(WHAT YOU ARE ASKED TO DO): The entries below hold a line with "Task: point out the green uniform shirt" and a line with "Task: point out the black combat boot". Return those lines and all that lie between them, exactly and only.

(SOURCE INFORMATION):

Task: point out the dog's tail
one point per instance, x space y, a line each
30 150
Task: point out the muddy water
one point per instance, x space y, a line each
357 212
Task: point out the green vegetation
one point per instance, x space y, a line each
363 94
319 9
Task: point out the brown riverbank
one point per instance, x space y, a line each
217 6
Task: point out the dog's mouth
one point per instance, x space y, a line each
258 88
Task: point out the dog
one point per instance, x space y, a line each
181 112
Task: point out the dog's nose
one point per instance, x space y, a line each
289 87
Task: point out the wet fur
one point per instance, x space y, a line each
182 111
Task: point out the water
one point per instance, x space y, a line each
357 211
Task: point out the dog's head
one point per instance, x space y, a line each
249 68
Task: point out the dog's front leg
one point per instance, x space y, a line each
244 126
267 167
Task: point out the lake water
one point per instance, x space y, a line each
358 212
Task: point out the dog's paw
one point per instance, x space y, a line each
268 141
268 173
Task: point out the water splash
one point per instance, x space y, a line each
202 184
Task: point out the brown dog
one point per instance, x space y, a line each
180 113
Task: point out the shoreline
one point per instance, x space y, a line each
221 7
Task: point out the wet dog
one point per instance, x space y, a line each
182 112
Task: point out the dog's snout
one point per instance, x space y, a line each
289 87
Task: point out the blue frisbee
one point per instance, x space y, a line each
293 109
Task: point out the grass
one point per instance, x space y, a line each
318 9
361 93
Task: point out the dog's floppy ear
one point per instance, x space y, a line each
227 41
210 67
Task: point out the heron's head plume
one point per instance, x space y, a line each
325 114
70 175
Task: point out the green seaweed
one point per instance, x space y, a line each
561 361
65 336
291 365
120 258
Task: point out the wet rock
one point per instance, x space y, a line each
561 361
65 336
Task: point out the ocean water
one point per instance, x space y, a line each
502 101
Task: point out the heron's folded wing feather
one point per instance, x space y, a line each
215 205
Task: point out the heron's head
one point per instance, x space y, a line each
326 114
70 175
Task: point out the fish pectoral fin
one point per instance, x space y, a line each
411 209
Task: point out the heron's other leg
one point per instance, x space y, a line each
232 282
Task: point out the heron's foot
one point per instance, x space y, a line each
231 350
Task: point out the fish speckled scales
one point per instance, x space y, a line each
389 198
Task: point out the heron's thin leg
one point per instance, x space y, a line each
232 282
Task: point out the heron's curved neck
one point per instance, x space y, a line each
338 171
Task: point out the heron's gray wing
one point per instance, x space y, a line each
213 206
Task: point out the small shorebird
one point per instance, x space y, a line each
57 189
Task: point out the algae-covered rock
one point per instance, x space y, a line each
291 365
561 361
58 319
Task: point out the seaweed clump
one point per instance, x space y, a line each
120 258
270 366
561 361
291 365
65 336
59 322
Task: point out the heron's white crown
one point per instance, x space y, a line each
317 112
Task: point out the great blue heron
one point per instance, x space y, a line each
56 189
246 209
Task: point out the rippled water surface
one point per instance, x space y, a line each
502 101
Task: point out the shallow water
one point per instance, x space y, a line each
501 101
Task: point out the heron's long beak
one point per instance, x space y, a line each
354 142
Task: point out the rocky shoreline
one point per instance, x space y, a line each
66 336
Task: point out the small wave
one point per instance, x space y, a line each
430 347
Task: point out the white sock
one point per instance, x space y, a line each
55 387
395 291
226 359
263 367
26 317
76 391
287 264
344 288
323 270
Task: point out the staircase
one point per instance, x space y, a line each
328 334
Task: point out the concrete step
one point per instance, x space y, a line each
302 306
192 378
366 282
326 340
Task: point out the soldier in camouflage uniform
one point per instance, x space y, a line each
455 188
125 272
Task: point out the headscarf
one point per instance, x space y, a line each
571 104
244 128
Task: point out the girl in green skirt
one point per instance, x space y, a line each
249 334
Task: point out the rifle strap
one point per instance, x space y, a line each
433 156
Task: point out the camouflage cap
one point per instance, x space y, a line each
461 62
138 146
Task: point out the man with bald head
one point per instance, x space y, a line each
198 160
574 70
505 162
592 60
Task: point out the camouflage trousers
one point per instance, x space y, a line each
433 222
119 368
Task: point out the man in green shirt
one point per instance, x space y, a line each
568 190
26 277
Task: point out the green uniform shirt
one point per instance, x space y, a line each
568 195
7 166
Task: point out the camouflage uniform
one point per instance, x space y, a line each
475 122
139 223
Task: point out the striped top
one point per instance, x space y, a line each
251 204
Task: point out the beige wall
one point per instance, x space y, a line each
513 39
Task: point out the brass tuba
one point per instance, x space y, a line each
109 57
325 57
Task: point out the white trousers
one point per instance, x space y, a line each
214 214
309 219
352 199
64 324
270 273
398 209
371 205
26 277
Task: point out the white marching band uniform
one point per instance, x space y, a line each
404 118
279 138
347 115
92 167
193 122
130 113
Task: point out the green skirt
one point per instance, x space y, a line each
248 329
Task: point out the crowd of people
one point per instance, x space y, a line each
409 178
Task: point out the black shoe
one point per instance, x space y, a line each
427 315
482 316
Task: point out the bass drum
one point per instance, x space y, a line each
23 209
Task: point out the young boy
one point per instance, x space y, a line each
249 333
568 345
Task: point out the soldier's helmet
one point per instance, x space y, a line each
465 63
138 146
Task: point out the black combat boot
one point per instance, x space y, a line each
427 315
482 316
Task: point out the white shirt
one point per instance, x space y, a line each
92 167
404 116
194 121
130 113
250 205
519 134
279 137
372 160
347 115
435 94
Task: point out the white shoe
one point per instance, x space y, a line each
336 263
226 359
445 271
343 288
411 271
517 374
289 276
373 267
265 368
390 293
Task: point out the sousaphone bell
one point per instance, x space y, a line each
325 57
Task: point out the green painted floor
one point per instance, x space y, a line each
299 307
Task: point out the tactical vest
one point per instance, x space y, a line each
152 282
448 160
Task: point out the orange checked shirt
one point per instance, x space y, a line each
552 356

...

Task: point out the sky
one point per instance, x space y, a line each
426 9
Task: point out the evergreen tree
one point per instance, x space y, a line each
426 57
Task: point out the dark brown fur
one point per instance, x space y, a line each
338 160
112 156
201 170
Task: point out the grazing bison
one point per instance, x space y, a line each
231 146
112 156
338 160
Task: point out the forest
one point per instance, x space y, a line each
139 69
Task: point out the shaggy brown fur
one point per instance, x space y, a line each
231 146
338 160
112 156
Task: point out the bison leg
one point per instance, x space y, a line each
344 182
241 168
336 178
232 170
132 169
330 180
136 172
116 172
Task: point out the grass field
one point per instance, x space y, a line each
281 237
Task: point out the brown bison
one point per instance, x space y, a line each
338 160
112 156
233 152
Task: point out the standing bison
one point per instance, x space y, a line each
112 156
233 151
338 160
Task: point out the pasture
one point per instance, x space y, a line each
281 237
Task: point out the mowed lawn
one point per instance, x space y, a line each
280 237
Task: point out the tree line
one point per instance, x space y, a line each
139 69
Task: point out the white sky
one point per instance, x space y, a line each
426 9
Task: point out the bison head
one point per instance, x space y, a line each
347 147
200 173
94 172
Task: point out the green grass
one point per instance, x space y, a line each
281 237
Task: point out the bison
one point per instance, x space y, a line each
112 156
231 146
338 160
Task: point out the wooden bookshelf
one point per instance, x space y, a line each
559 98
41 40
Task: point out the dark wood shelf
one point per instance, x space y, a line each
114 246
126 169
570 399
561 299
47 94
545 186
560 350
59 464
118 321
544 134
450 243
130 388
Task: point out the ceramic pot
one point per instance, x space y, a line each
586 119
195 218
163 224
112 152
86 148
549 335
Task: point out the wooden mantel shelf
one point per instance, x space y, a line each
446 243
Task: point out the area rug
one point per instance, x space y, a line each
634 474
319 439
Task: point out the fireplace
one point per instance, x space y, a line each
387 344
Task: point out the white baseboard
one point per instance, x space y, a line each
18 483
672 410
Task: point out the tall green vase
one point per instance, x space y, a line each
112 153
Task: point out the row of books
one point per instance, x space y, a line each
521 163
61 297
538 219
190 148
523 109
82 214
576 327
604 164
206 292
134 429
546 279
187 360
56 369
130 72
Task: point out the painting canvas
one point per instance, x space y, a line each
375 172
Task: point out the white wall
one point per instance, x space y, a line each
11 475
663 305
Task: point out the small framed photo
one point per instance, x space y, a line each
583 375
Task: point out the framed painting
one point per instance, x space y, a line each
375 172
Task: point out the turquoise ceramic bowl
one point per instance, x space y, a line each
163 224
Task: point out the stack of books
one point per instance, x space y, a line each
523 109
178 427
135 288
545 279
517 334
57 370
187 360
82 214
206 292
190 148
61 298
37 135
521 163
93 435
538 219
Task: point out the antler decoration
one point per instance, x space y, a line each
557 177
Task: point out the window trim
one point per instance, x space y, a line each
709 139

(OUTPUT OF THE TASK):
Task: point out the green uniform shirt
one point per instance, x space y, a line each
568 195
7 166
Task: point out the camouflage uniform
one point per instance, x space y, a line each
475 122
139 223
Task: point out the striped top
one point per instance, x space y, a line each
251 204
Task: point out the beige wall
one point per instance, x space y, a line each
513 39
Task: point out the brass tuba
one point per instance, x space y, a line each
109 57
325 57
Task: point out the white trousers
one point per instance, x space y, a line each
214 214
309 219
352 199
64 324
270 273
398 209
371 205
26 277
Task: point out the white marching band uniform
one point per instance, x space y, a line each
404 118
279 138
347 115
92 167
193 122
130 113
Task: point out the green skirt
one point per instance, x space y, a line each
248 329
Task: point out the crowd of people
one point per instance, x space y, a line each
409 178
Task: point out the black shoe
one point per instance, x space y, a line each
427 315
482 316
Task: point out the bass drum
one point per instance, x space y, a line each
23 209
Task: point out the young boy
one point per instance, x space y, a line each
249 333
568 345
Task: point out the soldier's helmet
one point per instance, x space y, a line each
465 63
138 146
Task: point out the black combat boot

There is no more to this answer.